-- DIRECTIVES --
1. State whether each statement agrees with the vector laws text, answering yes or no and quoting the deciding words: (a) Under the parallelogram law, the resultant is represented by the diagonal drawn from the same point. (b) A vector's arrow has a length proportional to the quantity's magnitude. (c) For vector subtraction, the two forces act in the same direction.
2. Transcribe the part of the vector laws text that opens with the words containing "Vector Laws Formulas" and closes with "of two vectors.".

Vector Laws Formulas and Equations with Solved Examples Class 11 Physics

A vector has both a magnitude and a direction. In Geometrically, we can picture a vector as a directed line segment, whose length is the magnitude of the vector and with an arrow indicating the direction.

Vector is typically represented by an arrow whose direction is the same as that of the quantity and whose length is proportional to the quantity magnitude. Vector quantities are often represented by scaled vector diagrams. The vector diagram depicts a displacement vector.

Triangular law of addition

If two forces Vector A and Vector B are acting in the same direction, then its resultant R will be the sum of two vectors.

Formula for Triangular law of addition:

\(\begin{array}{l}\vec{R}=\vec{A}+\vec{B}\end{array} \)

Parallelogram law of addition

If two forces Vector A and Vector B are represented by the adjacent sides of the parallelogram, then their resultant is represented by the diagonal of a parallelogram drawn from the same point.

Formula for Parallelogram law of Addition: 

\(\begin{array}{l}\vec{R}=\vec{A}+\vec{B}\end{array} \)

Vector Subtraction

If two forces Vector A and Vector B are acting in the direction opposite to each other then their resultant R is represented by the difference between the two vectors.

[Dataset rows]
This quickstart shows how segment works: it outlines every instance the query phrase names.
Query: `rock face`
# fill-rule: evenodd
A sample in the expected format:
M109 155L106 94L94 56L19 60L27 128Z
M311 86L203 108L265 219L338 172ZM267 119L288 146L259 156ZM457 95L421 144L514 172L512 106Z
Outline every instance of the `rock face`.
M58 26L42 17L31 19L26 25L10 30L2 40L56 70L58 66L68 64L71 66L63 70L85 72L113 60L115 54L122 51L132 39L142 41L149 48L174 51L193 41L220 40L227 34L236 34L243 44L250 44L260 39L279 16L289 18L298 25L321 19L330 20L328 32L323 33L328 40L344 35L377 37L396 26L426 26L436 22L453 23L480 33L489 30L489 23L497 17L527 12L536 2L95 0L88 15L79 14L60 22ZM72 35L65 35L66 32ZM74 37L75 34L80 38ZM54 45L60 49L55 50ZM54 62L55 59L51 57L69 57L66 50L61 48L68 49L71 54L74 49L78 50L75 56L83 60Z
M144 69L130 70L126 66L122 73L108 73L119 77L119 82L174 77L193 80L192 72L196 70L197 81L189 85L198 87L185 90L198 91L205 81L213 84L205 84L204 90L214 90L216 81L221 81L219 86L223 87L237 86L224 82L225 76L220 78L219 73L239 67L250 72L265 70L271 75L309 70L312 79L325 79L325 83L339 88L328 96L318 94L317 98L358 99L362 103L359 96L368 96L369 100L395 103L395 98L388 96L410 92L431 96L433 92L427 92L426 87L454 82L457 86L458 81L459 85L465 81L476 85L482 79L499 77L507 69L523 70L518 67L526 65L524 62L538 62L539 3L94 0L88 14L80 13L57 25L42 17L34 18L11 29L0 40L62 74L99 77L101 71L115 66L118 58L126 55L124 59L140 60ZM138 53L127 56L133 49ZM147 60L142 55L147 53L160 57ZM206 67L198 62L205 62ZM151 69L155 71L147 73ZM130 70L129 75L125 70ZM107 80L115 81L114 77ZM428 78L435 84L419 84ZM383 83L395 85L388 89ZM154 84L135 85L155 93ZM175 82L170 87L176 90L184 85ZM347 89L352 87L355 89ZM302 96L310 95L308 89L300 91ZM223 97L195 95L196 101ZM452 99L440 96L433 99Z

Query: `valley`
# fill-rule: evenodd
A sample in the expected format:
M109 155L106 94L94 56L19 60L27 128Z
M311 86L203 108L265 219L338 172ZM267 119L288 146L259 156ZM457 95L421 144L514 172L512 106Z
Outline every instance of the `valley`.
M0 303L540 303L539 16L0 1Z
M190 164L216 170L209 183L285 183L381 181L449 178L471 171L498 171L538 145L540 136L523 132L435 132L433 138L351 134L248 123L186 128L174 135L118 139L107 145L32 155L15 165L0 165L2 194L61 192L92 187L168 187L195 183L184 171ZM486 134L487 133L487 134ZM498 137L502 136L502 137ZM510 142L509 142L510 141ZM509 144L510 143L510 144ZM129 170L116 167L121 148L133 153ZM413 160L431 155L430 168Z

-- SOLVED PROBLEMS --
1.
(a) Yes: "their resultant is represented by the diagonal of a parallelogram drawn from the same point"
(b) Yes: "whose length is proportional to the quantity magnitude"
(c) No: "acting in the direction opposite to each other"

2.
Vector Laws Formulas and Equations with Solved Examples Class 11 Physics

A vector has both a magnitude and a direction. In Geometrically, we can picture a vector as a directed line segment, whose length is the magnitude of the vector and with an arrow indicating the direction.

Vector is typically represented by an arrow whose direction is the same as that of the quantity and whose length is proportional to the quantity magnitude. Vector quantities are often represented by scaled vector diagrams. The vector diagram depicts a displacement vector.

Triangular law of addition

If two forces Vector A and Vector B are acting in the same direction, then its resultant R will be the sum of two vectors.